┌─ Extract provided

The Paris Wife by Paula McLain

Publisher and Publication Date: Ballantine Books. 2011.
Genre: Historical fiction.
Pages: 314.
Format: Hardcover.
Source: Library.
Audience: Historical fiction readers of women and literature. The book may especially be of interest to Hemingway fans.
Rating: Good to very good.

Goodreads author page for Paula McLain.

Paula McLain has written another book about the wives of Ernest Hemingway. The Paris Wife is book one about the first wife.
Love and Ruin is the third book about the third wife.

Link for The Paris Wife @ Amazon.

Ernest and Hadley Hemingway. They married in 1921 and divorced in 1927. Their son was John Hadley Nicanor Hemingway. His nickname was Bumby. He was born in 1923. He died in 2000.

Ernest and Pauline Hemingway. They married in 1927 after his divorce from Hadley. Hadley and Pauline had been friends. Ernest and Pauline had 2 sons: Patrick and Gregory (Gloria). Ernest and Pauline divorced in 1940.

Summary:

The Paris Wife is from the voice of Hadley. In the first pages, Hadley is grieving the death of her mother who she had a strained relationship. She takes a trip to Chicago and at a party she meets Ernest. It’s only been a couple of years since Armistice Day. Ernest is a young, ambitious, vibrant, charismatic, charming, persuasive Romeo. He is a strong pursuer.

Hadley is older than Ernest by 7 years and 8 months.

Hadley has not had the social life of dating and relationships that Ernest had. She has lived at home. She’s had three deaths to grieve in her lifetime. Each taking a little bit more away from her psyche.

The story follows their relationship to the end and especially during their Paris years. In the final chapters of the book, it shares about Hadley’s later part of life. The book does not share the detailed life of their son Jack or Bumby (as he was called as a child).

└─

▶ **Stated exercise a**: Reproduce the passage of the book review starting with "Publisher and Publication" and going on through "for Paula McLain.".

┌─ Input for this task

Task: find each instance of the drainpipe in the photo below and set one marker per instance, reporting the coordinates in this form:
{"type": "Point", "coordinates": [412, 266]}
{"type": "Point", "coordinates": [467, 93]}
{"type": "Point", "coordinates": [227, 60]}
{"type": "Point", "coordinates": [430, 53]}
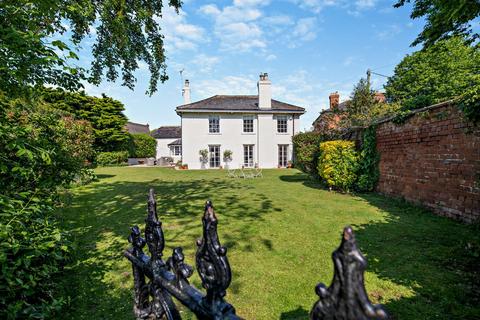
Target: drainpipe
{"type": "Point", "coordinates": [258, 142]}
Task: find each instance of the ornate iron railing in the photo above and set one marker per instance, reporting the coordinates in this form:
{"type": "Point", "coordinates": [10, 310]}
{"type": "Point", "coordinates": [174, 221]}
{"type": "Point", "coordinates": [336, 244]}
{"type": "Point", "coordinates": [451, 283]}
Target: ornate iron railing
{"type": "Point", "coordinates": [344, 299]}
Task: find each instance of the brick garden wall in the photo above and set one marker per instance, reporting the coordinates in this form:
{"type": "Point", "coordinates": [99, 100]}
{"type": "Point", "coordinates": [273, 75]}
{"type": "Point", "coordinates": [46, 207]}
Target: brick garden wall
{"type": "Point", "coordinates": [432, 159]}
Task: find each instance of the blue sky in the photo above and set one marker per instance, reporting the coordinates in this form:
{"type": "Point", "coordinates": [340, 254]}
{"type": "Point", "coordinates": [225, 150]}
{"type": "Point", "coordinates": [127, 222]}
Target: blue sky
{"type": "Point", "coordinates": [309, 48]}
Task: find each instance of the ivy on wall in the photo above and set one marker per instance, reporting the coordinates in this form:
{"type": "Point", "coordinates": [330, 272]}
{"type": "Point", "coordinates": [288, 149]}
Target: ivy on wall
{"type": "Point", "coordinates": [368, 172]}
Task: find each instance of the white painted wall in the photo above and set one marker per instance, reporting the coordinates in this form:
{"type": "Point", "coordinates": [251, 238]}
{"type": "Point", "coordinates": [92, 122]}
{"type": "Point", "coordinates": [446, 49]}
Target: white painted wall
{"type": "Point", "coordinates": [164, 151]}
{"type": "Point", "coordinates": [195, 136]}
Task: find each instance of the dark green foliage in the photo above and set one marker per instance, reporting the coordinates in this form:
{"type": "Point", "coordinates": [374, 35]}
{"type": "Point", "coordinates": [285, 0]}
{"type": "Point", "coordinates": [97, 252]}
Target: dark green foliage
{"type": "Point", "coordinates": [368, 172]}
{"type": "Point", "coordinates": [450, 69]}
{"type": "Point", "coordinates": [42, 149]}
{"type": "Point", "coordinates": [105, 115]}
{"type": "Point", "coordinates": [143, 146]}
{"type": "Point", "coordinates": [444, 19]}
{"type": "Point", "coordinates": [112, 158]}
{"type": "Point", "coordinates": [306, 150]}
{"type": "Point", "coordinates": [126, 32]}
{"type": "Point", "coordinates": [338, 164]}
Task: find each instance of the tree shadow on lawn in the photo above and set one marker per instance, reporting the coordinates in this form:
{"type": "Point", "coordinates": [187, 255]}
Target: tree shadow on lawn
{"type": "Point", "coordinates": [432, 255]}
{"type": "Point", "coordinates": [435, 257]}
{"type": "Point", "coordinates": [102, 214]}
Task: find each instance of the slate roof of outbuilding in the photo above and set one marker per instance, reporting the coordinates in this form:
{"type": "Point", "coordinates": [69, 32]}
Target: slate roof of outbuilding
{"type": "Point", "coordinates": [133, 127]}
{"type": "Point", "coordinates": [237, 103]}
{"type": "Point", "coordinates": [167, 132]}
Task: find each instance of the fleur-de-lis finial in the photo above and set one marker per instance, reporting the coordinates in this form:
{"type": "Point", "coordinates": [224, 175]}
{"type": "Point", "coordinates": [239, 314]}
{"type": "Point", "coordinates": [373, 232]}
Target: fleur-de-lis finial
{"type": "Point", "coordinates": [211, 259]}
{"type": "Point", "coordinates": [346, 298]}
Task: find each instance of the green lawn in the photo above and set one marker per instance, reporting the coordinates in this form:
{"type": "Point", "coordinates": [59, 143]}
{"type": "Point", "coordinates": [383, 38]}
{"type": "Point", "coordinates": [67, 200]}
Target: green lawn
{"type": "Point", "coordinates": [280, 231]}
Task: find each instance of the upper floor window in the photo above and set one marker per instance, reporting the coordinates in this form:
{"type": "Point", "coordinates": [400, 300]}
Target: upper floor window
{"type": "Point", "coordinates": [282, 124]}
{"type": "Point", "coordinates": [176, 150]}
{"type": "Point", "coordinates": [248, 124]}
{"type": "Point", "coordinates": [214, 124]}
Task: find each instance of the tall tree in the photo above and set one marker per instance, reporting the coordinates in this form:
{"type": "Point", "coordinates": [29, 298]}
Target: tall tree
{"type": "Point", "coordinates": [444, 19]}
{"type": "Point", "coordinates": [104, 114]}
{"type": "Point", "coordinates": [36, 49]}
{"type": "Point", "coordinates": [446, 70]}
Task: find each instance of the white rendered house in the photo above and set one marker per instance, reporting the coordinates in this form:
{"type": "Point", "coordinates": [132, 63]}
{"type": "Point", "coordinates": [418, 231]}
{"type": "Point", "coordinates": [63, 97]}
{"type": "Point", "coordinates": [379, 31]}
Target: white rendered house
{"type": "Point", "coordinates": [257, 129]}
{"type": "Point", "coordinates": [169, 142]}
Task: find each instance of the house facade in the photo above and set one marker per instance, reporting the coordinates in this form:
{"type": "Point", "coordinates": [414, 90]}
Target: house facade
{"type": "Point", "coordinates": [256, 129]}
{"type": "Point", "coordinates": [169, 142]}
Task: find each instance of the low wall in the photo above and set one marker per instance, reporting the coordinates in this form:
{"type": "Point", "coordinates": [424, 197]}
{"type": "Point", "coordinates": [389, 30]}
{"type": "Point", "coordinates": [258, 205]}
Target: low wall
{"type": "Point", "coordinates": [432, 159]}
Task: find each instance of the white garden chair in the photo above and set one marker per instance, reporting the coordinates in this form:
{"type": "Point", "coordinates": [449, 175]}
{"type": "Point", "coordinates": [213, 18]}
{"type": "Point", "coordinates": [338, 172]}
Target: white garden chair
{"type": "Point", "coordinates": [232, 173]}
{"type": "Point", "coordinates": [258, 173]}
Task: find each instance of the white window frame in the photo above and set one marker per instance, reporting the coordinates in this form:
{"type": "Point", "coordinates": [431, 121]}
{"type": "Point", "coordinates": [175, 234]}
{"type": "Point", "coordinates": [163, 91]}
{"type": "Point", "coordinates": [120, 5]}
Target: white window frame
{"type": "Point", "coordinates": [282, 127]}
{"type": "Point", "coordinates": [248, 126]}
{"type": "Point", "coordinates": [176, 150]}
{"type": "Point", "coordinates": [214, 156]}
{"type": "Point", "coordinates": [248, 155]}
{"type": "Point", "coordinates": [283, 155]}
{"type": "Point", "coordinates": [214, 124]}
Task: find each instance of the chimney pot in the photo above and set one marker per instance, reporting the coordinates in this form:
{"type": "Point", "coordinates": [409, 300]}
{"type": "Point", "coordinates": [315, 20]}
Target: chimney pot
{"type": "Point", "coordinates": [334, 99]}
{"type": "Point", "coordinates": [264, 92]}
{"type": "Point", "coordinates": [186, 92]}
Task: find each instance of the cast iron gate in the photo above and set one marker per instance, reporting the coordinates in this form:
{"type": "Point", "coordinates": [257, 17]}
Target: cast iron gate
{"type": "Point", "coordinates": [344, 299]}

└─

▶ **Stated exercise b**: Identify every line in the records that contains the string "roof", and copy each such line.

▶ **Answer a**:
Publisher and Publication Date: Ballantine Books. 2011.
Genre: Historical fiction.
Pages: 314.
Format: Hardcover.
Source: Library.
Audience: Historical fiction readers of women and literature. The book may especially be of interest to Hemingway fans.
Rating: Good to very good.

Goodreads author page for Paula McLain.

▶ **Answer b**:
Task: find each instance of the slate roof of outbuilding in the photo above and set one marker per instance, reporting the coordinates in this form:
Target: slate roof of outbuilding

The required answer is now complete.